Rows from a pointing dataset:
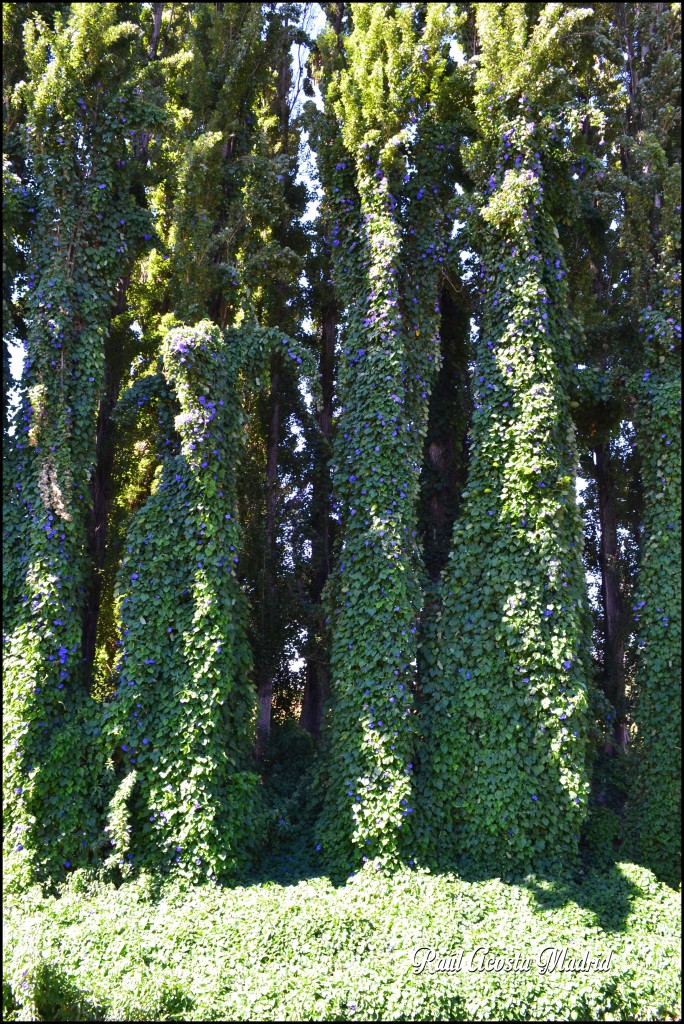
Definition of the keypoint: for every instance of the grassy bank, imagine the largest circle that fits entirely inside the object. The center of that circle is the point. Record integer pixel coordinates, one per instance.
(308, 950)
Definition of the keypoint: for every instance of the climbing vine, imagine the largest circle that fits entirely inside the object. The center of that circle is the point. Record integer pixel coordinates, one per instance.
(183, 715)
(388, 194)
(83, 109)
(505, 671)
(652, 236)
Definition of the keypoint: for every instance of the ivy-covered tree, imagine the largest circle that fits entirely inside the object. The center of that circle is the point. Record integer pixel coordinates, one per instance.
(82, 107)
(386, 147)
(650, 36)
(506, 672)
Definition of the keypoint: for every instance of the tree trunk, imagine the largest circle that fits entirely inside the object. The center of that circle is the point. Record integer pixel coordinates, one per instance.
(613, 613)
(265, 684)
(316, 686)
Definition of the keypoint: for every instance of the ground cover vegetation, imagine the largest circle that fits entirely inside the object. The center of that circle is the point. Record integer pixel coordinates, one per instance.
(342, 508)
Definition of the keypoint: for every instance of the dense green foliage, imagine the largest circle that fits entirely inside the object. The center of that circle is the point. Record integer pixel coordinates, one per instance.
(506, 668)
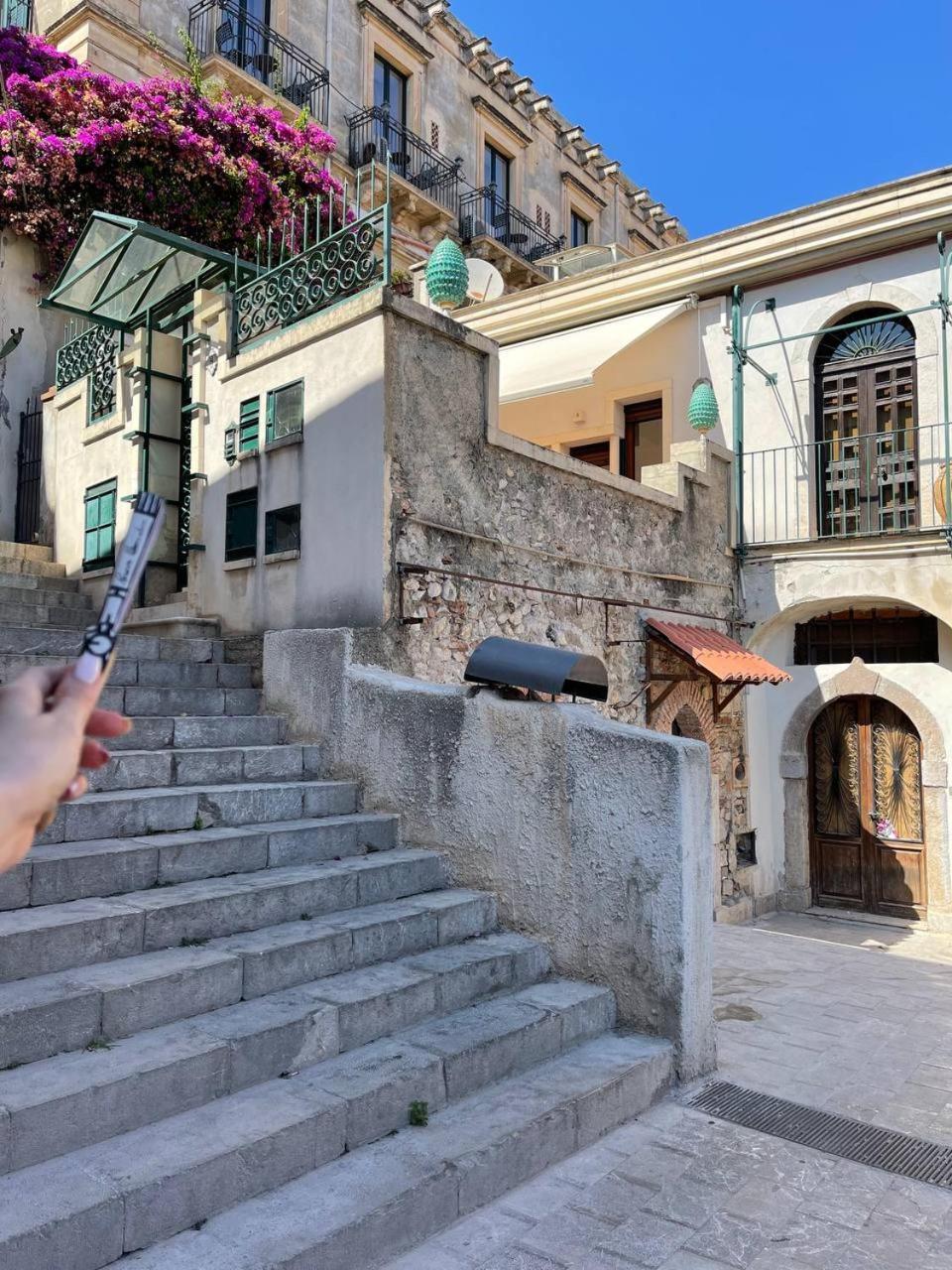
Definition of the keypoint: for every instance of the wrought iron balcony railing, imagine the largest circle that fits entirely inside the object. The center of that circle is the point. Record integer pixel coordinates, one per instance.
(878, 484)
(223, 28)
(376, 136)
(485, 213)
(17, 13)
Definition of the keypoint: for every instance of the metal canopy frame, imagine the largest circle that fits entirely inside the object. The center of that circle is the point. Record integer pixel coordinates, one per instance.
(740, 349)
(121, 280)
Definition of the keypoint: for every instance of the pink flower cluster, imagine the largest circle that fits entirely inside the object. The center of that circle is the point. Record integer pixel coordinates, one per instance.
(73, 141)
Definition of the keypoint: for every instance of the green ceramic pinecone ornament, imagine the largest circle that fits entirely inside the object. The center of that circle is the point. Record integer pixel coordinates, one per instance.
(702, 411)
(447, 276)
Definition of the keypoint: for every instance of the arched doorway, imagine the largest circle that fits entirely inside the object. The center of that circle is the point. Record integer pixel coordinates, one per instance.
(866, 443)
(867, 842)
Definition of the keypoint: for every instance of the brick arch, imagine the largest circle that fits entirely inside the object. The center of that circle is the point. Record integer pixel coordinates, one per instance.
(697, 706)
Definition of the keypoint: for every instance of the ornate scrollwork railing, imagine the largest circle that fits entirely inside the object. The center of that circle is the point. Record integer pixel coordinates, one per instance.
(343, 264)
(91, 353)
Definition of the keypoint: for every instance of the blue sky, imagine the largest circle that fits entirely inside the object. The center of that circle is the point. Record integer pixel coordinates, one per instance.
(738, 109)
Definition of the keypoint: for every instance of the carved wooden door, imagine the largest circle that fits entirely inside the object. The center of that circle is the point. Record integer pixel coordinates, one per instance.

### INSTRUCTION
Rewrite all of the records above, substituting "biggest circle" for every occurrence of "largest circle" and changing nothing else. Leave the pictures out of your answer.

### EXERCISE RESPONSE
Definition of the keypoint: for every instance of the grassy bank, imagine the biggest circle that fits entirely inside the object. The center of that circle is the point. Record integer pixel coordinates, one per instance.
(308, 950)
Definition of the keypoint: for every instance of the climbing vine, imagine the biggest circle that fits entirely inside the object. The center of that circle is the point. Record integer pixel coordinates, one per instance.
(183, 715)
(388, 194)
(83, 109)
(505, 671)
(652, 236)
Definition of the keypoint: for every instance of the ivy-covered tree, imagine the biggest circle that fits entirely inside the object. The center of that circle is the point. Record integer pixel coordinates, one per instance.
(82, 107)
(386, 147)
(650, 36)
(506, 672)
Definition of the keypoint: for every instance of the tree trunk, imagine the biggest circle that fits entirely inside the object. The center of that circle is the point. Record integer pixel coordinates, one per instance.
(613, 613)
(265, 684)
(316, 686)
Definition of the keypoint: for every instance of the ground cover vegetation, imagine the biggest circle that fits entirely inside the object. The center of that circle is the point. Record integer pixel coordinates, one per instance.
(342, 508)
Definition of the keypoint: for every instance of the dense green foliage, imagine the biggest circle that fits entirely inside the object. The center of that circle is the point. Record integer pixel coordinates, one per instance.
(506, 668)
Definition of the keypoint: for every instance of the wrought iron balcony railing, imagine the biggest circle that fits entirely inside the object. The center of that circle is the point. Record integer pixel coordinates, one per instance.
(878, 484)
(223, 28)
(376, 136)
(485, 213)
(17, 13)
Definition of the keypoint: for every instance of the metal canopy frame, imagine the biggest circle that fits entirely inside the object. The center of that circle is the point. Record integer pixel coordinates, one per instance.
(740, 349)
(121, 280)
Definition of the keypoint: for every instance of the pink flower cluster, imagine the biggest circle that fits entirely inside the object. The center of that circle is the point. Record integer pixel coordinates, one per instance.
(73, 141)
Definition of the keypoint: for every instance of the green ceramic pinecone ornament, imagine the biggest circle that fits entirely inside the object. The center of that circle is the point. Record integer pixel coordinates, one per instance.
(702, 411)
(447, 276)
Definition of the keypoint: for every instance of the arched doorway, imagine the biggest circle that fits entirely inside the object. The center of that circle is the point. Record integer pixel coordinates, one per instance.
(866, 443)
(867, 842)
Definition of the keypoint: for every instance of the brick arch, imagine the biggest circle that fits entirely inside the object. The center of that circle is the point. Record integer pixel coordinates, one per instance.
(697, 706)
Definition of the keypoint: for every instance of the ornate scrollwork railing, imagine the biggest circle that fits entirely inside the object. The center of that circle is the point. Record integer pixel coordinates, one per instance.
(343, 264)
(91, 353)
Definition of the keypoint: for every instance of the blue sky, imagine the biggest circle that fits entirely inside the object. The center of that circle is the point. Record integer pixel coordinates, one per instance.
(738, 109)
Definition of the keypoint: for every instance of the carved wooden door, imagine the biggest circle that fits entirely inside the object. The center of that circle is the point. Record integer pixel coordinates, one per instance.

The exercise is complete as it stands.